> _TEXTE PRÉSENTÉ_

■ ■ ■ ■ ■ ■ ■

Et, statuant à nouveau,

A titre principal,

– les juger bien fondées en leurs demandes, fins et conclusions,

– débouter le syndicat des copropriétaires de l’intégralité de ses demandes (dont notamment sa demande de remise en état sous astreinte de 300 euros par jour de retard, des murs de refend séparant les lots 174, 175 et 176), fins et conclusions, comme étant infondées,

– débouter le syndicat des copropriétaires de sa demande de remise en état sous astreinte de 1 000 euros par jour de retard à compter de la signification de la décision à intervenir, des ouvertures pratiquées sur la façade de l’immeuble côté cour, pour installer des ventelles,

– juger recevable et bien fondée l’intervention volontaire de la société Grumo JF,

– juger recevable la demande d’autorisation judiciaire des travaux,

– autoriser la SCI à faire réaliser les travaux de mise aux normes de ses locaux commerciaux par la création de ventelles en façade dans la cour intérieure,

– condamner le syndicat des copropriétaires à verser à la SCI :

la somme de 155 428,26 euros TTC au titre de la perte des revenus locatifs arrêtée au 30 juin 2023,

la somme de 2 500 euros au titre de l’article 700 du code de procédure civile,

– condamner le syndicat des copropriétaires à verser à la société Grumo JF :

la somme de 81 638,20 euros TTC correspondant au frais engagés pour la réalisation du projet et arrêté au 30 juin 2023(à parfaire au jour du rendu de la décision à intervenir),

la somme de 73 225,00 euros au titre de sa perte d’exploitation (à parfaire au jour du rendu de la décision à intervenir),

la somme de 2 500 euros au titre de l’article 700 du code de procédure civile,

– condamner le syndicat des copropriétaires aux entiers dépens,

Subsidiairement,

– juger bien fondées la SCI et la société Grumo JF en leurs demandes, fins et conclusions,

– débouter le syndicat des copropriétaires de l’intégralité de ses demandes (dont notamment sa demande de remise en état sous astreinte de 300 euros par jour de retard, des murs de refend séparant les lots 174, 175 et 176), fins et conclusions, comme étant infondées,

– débouter le syndicat des copropriétaires de sa nouvelle demande de remise en état sous astreinte de 1 000 euros par jour de retard à compter de la signification de la décision à intervenir, des ouvertures pratiquées sur la façade de l’immeuble côté cour, pour installer des ventelles,

– juger recevable et bien fondée l’intervention volontaire de la société Grumo JF,

– juger recevable la demande d’autorisation judiciaire des travaux,

– prononcer la nullité de la résolution n°4 votée lors de l’assemblée générale du 22 septembre 2022,

– condamner le syndicat des copropriétaires à verser à la SCI :

la somme de 155 428,26 euros TTC au titre de la perte des revenus locatifs arrêtée au 30 juin 2023,

la somme de 2 500 euros au titre de l’article 700 du code de procédure civile,

– condamner le syndicat des copropriétaires à verser à la société Grumo JF :

la somme de 81 638,20 euros TTC correspondant au frais engagés pour la réalisation du projet et arrêté au 30 juin 2023(à parfaire au jour du rendu de la décision à intervenir),

la somme de 73 225 euros au titre de sa perte d’exploitation (à parfaire au jour du rendu de la décision à intervenir),

la somme de 2 500 euros au titre de l’article 700 du code de procédure civile,

– condamner le syndicat des copropriétaires aux entiers dépens,

Y ajoutant,

– condamner le syndicat des copropriétaires à verser à la SCI et à la société Grumo JF la somme de 5 000 euros à chacune d’elles, en application des dispositions de l’article 700 du code de procédure civile,

– condamner le syndicat des copropriétaires aux entiers dépens d’appel distraits au profit de Me Beulaigne, avocat, sur son affirmation de droit.

■ ■ ■ ■ ■ ■ ■

> _DONNÉES DE L'EXERCICE_
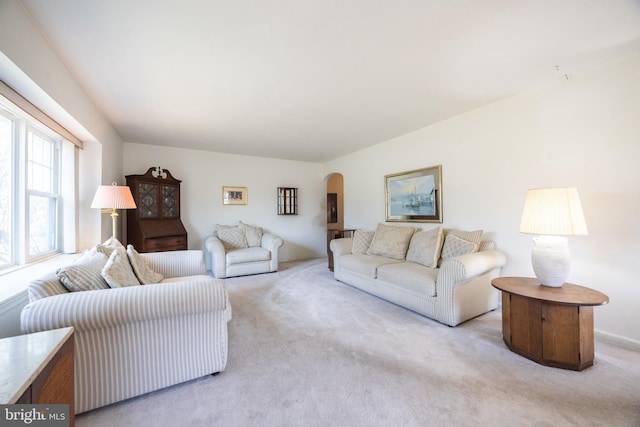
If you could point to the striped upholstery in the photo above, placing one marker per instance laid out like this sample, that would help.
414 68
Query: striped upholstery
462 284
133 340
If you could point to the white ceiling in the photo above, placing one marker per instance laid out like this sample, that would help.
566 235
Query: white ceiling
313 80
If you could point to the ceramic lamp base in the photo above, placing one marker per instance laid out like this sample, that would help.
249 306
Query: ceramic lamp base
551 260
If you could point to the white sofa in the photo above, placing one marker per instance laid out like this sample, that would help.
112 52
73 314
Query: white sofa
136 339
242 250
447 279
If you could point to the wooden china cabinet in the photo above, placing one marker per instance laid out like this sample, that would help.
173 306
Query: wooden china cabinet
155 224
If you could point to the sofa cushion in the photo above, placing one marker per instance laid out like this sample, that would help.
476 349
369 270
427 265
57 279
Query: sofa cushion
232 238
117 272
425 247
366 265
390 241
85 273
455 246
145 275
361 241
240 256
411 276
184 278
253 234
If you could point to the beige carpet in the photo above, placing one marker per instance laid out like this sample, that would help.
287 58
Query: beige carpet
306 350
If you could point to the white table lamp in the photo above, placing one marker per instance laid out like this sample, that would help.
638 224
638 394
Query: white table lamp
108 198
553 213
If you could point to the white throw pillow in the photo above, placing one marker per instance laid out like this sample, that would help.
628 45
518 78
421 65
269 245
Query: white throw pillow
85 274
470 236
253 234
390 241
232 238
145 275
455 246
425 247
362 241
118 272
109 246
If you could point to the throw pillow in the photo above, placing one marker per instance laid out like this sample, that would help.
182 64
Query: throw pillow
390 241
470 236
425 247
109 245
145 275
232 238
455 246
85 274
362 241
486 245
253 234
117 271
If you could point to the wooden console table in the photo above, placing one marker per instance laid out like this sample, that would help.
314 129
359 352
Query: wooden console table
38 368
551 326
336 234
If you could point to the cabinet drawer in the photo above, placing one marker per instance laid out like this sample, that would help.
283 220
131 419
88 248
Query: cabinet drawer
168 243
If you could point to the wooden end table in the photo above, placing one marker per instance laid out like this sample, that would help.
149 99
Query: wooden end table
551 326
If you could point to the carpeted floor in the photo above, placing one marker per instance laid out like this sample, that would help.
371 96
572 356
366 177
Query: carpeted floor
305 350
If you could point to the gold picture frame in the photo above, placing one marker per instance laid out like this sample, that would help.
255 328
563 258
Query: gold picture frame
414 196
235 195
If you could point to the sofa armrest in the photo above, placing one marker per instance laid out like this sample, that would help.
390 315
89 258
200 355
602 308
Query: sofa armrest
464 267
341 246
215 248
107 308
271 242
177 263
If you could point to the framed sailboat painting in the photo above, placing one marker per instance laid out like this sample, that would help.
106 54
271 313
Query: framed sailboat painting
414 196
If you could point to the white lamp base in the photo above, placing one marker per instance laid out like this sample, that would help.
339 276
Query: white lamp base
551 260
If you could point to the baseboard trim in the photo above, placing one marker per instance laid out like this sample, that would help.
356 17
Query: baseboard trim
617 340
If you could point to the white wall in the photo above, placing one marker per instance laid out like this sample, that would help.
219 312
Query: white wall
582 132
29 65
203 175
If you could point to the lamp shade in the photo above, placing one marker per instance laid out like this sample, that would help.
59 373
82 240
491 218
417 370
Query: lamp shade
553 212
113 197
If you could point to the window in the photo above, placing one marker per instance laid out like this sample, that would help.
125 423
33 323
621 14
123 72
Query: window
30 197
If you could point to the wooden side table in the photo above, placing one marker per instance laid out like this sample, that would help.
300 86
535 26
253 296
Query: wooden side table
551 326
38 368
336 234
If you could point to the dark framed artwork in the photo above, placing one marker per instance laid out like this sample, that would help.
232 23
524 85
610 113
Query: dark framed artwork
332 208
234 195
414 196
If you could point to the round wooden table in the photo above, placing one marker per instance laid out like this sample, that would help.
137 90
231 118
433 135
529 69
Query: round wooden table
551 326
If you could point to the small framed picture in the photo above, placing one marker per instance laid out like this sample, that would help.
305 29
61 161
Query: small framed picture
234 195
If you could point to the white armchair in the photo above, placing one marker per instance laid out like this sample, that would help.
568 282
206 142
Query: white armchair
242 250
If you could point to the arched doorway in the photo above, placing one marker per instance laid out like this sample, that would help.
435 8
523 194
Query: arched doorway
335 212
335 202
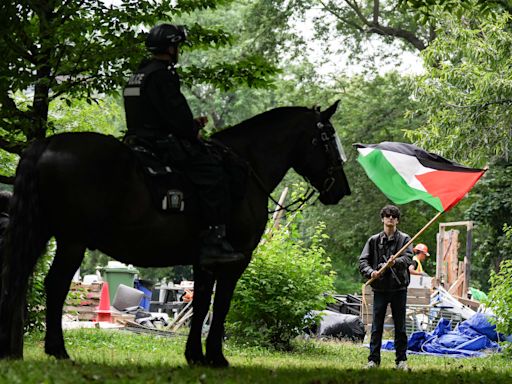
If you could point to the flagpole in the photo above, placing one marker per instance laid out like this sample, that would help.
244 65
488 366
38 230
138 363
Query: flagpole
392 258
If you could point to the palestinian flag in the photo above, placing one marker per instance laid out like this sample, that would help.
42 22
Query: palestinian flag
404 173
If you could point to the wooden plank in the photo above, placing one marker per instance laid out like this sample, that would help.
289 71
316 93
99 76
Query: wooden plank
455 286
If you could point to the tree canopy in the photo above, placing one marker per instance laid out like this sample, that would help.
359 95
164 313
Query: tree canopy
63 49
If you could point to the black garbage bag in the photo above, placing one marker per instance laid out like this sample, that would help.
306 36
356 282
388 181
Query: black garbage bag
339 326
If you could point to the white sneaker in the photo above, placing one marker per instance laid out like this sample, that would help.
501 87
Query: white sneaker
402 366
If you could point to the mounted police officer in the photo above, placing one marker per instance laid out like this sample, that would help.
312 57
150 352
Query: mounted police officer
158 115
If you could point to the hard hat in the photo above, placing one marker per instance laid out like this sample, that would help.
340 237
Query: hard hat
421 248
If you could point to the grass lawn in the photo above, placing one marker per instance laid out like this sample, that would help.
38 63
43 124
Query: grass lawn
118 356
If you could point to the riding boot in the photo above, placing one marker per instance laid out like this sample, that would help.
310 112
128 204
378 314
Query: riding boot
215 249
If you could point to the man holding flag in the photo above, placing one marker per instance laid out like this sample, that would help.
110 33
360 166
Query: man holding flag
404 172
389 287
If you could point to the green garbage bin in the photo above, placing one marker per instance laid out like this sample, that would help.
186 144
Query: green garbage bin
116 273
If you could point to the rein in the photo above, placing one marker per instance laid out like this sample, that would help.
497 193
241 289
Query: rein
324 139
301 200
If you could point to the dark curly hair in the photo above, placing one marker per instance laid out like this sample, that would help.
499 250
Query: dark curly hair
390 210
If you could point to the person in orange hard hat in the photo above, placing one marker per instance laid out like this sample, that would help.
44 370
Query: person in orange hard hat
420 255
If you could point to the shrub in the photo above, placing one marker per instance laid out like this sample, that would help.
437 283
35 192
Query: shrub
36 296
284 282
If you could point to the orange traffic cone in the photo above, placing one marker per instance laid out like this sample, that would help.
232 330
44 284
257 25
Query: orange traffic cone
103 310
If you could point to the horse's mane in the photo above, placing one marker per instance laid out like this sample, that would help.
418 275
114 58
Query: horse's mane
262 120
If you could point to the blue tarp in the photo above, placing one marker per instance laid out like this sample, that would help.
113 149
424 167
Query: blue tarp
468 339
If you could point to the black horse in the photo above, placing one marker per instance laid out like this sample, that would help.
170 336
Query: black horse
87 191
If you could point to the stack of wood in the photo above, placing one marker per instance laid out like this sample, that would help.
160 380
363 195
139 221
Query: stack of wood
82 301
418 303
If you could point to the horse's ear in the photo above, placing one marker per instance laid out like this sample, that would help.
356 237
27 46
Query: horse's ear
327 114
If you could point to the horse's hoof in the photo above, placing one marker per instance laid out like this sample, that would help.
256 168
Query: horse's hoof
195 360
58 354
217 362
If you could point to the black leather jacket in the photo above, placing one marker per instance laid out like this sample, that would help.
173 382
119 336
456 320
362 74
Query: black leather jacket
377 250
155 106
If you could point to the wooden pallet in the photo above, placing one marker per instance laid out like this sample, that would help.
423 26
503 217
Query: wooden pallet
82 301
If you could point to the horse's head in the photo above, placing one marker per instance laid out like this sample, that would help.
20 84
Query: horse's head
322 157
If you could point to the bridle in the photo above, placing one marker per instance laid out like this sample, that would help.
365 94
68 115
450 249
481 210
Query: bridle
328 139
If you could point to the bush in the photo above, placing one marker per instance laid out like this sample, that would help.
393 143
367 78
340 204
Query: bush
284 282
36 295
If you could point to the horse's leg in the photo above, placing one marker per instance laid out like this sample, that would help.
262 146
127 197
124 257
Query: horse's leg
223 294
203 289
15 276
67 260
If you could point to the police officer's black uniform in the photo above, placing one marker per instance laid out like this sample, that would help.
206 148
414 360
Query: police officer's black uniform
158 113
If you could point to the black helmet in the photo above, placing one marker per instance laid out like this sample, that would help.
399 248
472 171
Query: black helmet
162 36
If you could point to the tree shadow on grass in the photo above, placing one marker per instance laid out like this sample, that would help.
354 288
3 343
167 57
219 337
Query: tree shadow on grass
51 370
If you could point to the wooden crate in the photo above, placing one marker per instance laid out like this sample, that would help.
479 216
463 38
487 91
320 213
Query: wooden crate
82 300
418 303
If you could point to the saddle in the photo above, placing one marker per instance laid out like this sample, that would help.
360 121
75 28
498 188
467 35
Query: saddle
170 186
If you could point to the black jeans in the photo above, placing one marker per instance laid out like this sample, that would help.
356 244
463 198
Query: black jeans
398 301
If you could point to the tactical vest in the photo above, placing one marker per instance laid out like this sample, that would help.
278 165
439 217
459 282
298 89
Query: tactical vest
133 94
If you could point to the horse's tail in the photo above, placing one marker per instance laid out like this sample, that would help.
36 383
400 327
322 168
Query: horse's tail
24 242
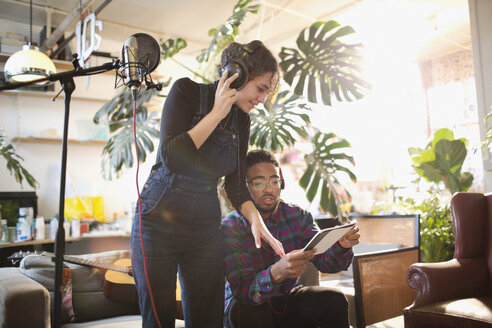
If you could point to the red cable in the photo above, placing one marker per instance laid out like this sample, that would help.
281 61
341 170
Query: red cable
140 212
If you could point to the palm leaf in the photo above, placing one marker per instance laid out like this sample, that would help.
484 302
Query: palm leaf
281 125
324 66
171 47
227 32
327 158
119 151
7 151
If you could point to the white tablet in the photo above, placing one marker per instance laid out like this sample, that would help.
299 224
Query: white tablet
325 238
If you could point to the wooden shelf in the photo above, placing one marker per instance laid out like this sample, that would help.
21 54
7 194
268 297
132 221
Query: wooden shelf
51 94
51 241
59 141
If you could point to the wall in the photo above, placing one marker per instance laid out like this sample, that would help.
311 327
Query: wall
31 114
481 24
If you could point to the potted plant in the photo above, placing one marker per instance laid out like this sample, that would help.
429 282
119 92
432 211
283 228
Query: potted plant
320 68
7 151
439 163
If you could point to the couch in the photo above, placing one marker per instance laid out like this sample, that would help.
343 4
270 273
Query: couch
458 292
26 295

■ ■ ■ ■ ■ ■ ■

> _CONSIGNE 1_
Relevez chaque ligne des enregistrements qui contient la chaîne « cable ».
> _CONSIGNE 2_
Poursuivez, s'il vous plaît, le texte sur le litige entre la SCI, la société Grumo JF et le syndicat des copropriétaires à partir de l'endroit où il s'arrête.

> _RÉSULTAT 1_
If you could point to the red cable in the photo above, placing one marker per instance laid out like this sample, that would help.
Query: red cable

> _RÉSULTAT 2_
L’ordonnance de clôture est intervenue le 30 mai 2023.

Conformément aux dispositions de l’article 455 du code de procédure civile, la cour se réfère, pour un plus ample exposé des moyens et prétentions des parties, à leurs conclusions écrites précitées.

MOTIFS DE LA DÉCISION

1. Sur la recevabilité de la demande d’autorisation judiciaire de travaux

1.1 Sur le moyen tiré du non cumul des actions

Le syndicat des copropriétaires reproche au tribunal d’avoir déclaré la demande d’autorisation de travaux recevable, alors que la SCI sollicitait cumulativement une autorisation de travaux et l’annulation de la résolution n°4 de l’assemblée générale du 22 septembre 2022 ayant refusé lesdits travaux pour le seul motif de l’abus de majorité, ce qui rend irrecevable la demande, à défaut d’être en présence d’une décision valide de l’assemblée générale, critiquée dans son bien-fondé. Il soutient que ce principe a été énoncé par la Cour de cassation pour une demande d’annulation de l’assemblée générale faite à titre subsidiaire, dans un arrêt du 21 novembre 2000 (civ. 3ème, 21 nov. 2000, pourvoi n° 99-10.602).

La SCI et la société Grumo JF répliquent qu’aux termes de son acte introductif d’instance, la SCI sollicitait tout d’abord, l’autorisation judiciaire de réaliser les travaux, puis seulement après, l’annulation de la résolution litigieuse, de sorte que ses demandes étaient parfaitement recevables. Ils ajoutent qu’afin d’éviter une discussion parfaitement artificielle, la SCI a modifié ses demandes en première instance, présentant à titre principal sa demande d’autorisation judiciaire et conservant à titre subsidiaire sa demande d’annulation, de sorte qu’il n’existe aucune demande cumulative d’autorisation judiciaire et d’annulation.

Réponse de la cour

Selon l’article 30, alinéa 4, de la loi n° 65-557 du 10 juillet 1965 fixant le statut de la copropriété des immeubles bâtis, lorsque l’assemblée générale refuse l’autorisation prévue à l’article 25 b, tout copropriétaire ou groupe de copropriétaires peut être autorisé par le tribunal judiciaire à exécuter, aux conditions fixées par le tribunal, tous travaux d’amélioration visés à l’alinéa 1er.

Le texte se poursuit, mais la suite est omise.